Estratti dei record:
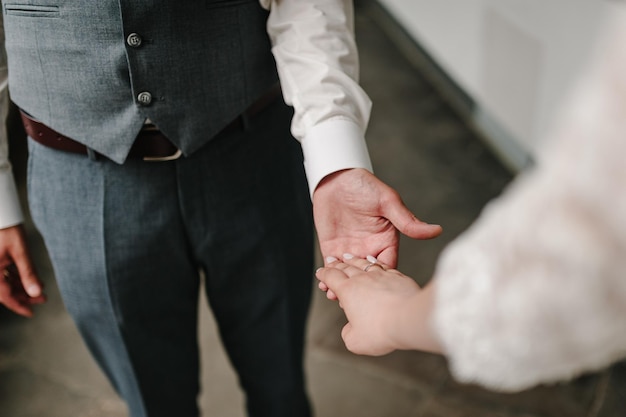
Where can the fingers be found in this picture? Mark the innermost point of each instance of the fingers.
* * *
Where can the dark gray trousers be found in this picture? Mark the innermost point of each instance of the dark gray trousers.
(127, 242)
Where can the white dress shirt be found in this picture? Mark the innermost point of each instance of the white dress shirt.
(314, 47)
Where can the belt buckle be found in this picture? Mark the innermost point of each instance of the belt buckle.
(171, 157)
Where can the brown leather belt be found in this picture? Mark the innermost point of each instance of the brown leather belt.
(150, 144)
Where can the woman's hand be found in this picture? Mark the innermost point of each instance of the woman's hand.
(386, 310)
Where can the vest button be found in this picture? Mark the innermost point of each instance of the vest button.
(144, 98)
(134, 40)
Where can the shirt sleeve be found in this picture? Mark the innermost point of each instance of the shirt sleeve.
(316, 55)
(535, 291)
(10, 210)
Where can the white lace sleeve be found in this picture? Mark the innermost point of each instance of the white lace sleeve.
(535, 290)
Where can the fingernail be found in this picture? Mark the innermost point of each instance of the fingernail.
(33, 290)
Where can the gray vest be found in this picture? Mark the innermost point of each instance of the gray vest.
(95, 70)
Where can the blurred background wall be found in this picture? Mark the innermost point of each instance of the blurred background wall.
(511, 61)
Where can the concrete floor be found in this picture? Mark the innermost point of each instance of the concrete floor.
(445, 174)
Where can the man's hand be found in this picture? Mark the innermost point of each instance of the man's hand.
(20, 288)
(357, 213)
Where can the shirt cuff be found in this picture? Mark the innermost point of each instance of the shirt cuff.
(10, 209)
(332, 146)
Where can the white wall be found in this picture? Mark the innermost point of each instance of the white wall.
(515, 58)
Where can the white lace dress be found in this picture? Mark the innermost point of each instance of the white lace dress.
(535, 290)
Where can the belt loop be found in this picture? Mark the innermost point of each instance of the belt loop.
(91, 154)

Obiettivo del compito: Individua tutte le righe riportate sopra che contengono la parola "white" e trascrivile per intero.

Output completo:
Where can the white dress shirt be found in this picture? Mark the innermost point of each instance of the white dress shirt.
Where can the white lace sleeve be found in this picture? Mark the innermost point of each instance of the white lace sleeve.
Where can the white wall be found in this picture? Mark the innermost point of each instance of the white wall.
Where can the white lace dress be found in this picture? Mark the innermost point of each instance of the white lace dress.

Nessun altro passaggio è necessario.